## Stated problem A
Shorten the paragraph of the George Harrison piece that begins "George Harrison is sitting in a vast soundstage" and keep its main facts.

## Document section
★ ★ ★ ★ ★

"John was annoyed because I didn’t say that he had written one line of this song, Taxman… I also didn’t say how I wrote two lines to Come Together or three lines to Eleanor Rigby”: George Harrison and the questions around his Beatles credits

George Harrison of The Beatles pop group pictured at the Apple Headquarters in London, 2nd January 1969
(Image credit: Steel/Mirrorpix/Getty Images)

George Harrison is sitting in a vast soundstage at Twickenham Film Studios, explaining to Ringo Starr and film director Michael Lindsay-Hogg how a BBC2 sci-fi series called Out Of The Unknown, that he watched the previous evening, has inspired a new song. Harrison is sporting the same black fur coat he wears on the iconic rooftop concert and perched on his knee is John Lennon’s 1965 Epiphone Casino.

★ ★ ★ ★ ★

## Stated problem B
Write out the rows from the line containing "Practice. Identify the white porch" through the end of the rows, inclusive, requests and all. Multiply each answer coordinate by 1.65 and round to whole numbers, halves up, but leave the sample coordinates in the requests unchanged.

★ ★ ★ ★ ★

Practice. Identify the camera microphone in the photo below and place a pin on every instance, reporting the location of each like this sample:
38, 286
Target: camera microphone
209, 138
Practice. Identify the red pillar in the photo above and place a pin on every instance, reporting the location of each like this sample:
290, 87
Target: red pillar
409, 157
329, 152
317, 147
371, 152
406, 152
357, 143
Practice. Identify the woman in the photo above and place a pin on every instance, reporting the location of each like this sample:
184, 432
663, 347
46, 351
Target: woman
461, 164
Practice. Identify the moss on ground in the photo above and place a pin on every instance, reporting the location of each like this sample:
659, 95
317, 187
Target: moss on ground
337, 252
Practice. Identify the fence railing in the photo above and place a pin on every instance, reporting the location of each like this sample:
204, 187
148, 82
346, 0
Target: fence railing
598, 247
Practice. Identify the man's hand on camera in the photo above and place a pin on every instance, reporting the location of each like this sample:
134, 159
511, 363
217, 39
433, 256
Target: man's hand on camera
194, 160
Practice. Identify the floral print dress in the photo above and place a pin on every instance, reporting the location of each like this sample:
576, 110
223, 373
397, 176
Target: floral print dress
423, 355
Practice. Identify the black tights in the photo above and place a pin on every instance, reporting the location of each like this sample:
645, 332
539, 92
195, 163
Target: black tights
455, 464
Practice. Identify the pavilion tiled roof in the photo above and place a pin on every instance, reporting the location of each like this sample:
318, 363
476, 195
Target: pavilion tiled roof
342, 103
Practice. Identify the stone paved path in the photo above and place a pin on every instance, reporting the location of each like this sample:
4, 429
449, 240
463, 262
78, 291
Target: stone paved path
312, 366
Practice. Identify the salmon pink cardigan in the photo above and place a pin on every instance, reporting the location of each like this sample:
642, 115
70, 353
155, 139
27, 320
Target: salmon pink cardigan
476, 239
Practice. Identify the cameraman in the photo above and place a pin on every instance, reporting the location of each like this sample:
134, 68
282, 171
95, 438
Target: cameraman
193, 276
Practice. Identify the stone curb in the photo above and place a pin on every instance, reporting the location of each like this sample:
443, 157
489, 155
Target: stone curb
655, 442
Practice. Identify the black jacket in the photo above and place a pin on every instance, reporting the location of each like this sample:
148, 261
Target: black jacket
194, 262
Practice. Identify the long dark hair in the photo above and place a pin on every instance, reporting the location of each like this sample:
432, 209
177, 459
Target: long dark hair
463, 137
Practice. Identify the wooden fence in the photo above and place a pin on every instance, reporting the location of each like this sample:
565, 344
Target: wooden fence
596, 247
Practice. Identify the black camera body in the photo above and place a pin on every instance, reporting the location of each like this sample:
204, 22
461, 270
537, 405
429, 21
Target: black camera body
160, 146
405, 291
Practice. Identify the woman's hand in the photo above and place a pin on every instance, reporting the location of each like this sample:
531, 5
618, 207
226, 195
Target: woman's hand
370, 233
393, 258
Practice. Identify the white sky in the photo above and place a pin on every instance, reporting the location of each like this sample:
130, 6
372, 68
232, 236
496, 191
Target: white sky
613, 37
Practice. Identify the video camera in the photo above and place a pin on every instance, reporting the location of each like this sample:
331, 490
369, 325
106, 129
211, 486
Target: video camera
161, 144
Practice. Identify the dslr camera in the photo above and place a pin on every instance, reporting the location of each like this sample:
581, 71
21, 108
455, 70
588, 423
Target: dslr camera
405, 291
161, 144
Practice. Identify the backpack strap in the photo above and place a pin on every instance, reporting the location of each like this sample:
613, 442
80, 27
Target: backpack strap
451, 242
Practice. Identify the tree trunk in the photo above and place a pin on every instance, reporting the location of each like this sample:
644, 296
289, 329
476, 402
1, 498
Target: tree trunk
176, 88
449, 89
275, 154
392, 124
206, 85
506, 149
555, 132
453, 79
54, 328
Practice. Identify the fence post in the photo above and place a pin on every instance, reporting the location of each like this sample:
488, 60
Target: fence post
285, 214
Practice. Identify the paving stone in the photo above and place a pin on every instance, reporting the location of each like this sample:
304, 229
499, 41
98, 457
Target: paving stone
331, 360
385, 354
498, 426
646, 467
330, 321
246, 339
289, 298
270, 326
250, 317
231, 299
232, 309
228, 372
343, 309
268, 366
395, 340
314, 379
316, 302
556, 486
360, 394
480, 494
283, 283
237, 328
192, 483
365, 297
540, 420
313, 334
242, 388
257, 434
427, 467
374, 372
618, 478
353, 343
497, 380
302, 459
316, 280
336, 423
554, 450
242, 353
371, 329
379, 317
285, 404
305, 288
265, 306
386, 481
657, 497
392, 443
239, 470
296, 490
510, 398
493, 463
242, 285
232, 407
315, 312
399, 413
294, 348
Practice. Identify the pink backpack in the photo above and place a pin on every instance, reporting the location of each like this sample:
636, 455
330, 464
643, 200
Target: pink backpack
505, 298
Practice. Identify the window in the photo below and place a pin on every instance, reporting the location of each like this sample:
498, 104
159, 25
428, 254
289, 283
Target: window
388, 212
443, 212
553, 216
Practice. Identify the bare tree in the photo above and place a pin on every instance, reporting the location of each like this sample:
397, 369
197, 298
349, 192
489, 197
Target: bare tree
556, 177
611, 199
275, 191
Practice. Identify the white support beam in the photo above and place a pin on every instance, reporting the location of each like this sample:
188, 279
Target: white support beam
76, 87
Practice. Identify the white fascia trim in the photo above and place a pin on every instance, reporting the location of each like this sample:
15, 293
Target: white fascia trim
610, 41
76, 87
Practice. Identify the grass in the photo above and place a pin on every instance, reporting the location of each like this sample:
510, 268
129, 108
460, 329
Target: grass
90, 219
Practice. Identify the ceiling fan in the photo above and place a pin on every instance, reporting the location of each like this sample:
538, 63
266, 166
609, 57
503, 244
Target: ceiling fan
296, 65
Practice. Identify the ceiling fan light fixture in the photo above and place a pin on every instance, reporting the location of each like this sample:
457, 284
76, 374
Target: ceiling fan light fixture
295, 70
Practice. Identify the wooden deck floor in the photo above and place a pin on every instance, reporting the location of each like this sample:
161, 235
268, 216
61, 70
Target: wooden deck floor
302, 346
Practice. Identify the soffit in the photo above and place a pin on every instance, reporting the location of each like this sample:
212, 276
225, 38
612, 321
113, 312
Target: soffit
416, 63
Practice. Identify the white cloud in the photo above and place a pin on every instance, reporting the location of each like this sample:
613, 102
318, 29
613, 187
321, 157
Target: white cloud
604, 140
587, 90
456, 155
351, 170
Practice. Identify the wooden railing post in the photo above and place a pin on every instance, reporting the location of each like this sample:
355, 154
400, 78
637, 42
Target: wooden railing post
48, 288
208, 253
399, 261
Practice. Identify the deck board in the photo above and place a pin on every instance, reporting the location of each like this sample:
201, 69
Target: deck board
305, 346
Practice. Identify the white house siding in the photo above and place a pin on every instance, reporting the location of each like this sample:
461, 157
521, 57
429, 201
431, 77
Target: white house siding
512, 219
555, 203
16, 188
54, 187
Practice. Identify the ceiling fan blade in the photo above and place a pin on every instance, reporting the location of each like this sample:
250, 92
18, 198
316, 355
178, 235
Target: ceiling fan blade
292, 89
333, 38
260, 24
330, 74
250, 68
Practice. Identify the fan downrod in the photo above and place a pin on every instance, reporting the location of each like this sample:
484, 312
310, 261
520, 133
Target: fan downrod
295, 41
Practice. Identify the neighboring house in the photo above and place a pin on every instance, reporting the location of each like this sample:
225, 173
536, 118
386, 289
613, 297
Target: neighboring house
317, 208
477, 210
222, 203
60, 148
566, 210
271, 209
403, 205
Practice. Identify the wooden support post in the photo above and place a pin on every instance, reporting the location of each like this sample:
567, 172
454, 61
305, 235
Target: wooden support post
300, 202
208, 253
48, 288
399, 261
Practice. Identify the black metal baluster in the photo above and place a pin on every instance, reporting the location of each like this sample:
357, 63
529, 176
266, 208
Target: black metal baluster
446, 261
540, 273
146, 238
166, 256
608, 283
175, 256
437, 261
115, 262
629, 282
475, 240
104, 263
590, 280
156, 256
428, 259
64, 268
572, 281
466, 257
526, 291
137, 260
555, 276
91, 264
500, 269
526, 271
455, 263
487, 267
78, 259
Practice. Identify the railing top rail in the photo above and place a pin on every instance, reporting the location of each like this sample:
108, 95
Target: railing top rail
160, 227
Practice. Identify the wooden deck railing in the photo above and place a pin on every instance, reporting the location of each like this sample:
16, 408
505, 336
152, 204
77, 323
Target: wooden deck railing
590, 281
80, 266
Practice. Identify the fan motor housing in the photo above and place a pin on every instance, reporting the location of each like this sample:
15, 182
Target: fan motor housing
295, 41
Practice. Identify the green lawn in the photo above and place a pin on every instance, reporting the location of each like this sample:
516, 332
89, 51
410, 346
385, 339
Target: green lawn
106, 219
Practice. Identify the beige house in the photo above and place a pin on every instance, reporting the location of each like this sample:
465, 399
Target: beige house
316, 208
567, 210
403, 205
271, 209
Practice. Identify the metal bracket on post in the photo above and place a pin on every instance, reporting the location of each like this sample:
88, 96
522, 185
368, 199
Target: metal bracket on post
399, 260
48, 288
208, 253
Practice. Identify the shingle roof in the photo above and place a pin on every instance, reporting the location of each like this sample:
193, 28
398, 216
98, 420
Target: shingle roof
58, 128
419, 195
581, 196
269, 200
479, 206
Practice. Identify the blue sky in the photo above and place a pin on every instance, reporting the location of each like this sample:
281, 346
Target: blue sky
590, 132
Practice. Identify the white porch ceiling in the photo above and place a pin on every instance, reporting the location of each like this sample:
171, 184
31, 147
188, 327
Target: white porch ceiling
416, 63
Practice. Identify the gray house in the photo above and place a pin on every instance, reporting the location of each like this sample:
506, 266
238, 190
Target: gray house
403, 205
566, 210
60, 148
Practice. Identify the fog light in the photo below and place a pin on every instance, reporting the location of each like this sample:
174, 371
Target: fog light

★ ★ ★ ★ ★

## Task answer A
At Twickenham Film Studios, George Harrison sits in a huge soundstage and tells Ringo Starr and film director Michael Lindsay-Hogg that a new song was inspired by the BBC2 sci-fi series Out Of The Unknown, which he watched the night before. He wears the black fur coat from the rooftop concert and has John Lennon's 1965 Epiphone Casino on his knee.

## Task answer B
Practice. Identify the white porch ceiling in the photo above and place a pin on every instance, reporting the location of each like this sample:
171, 184
31, 147
188, 327
Target: white porch ceiling
686, 104
Practice. Identify the gray house in the photo above and place a pin on every instance, reporting the location of each like this sample:
506, 266
238, 190
Target: gray house
665, 338
934, 347
99, 244
Practice. Identify the fog light in the photo below and place a pin on every instance, reporting the location of each like this sample:
174, 371
Target: fog light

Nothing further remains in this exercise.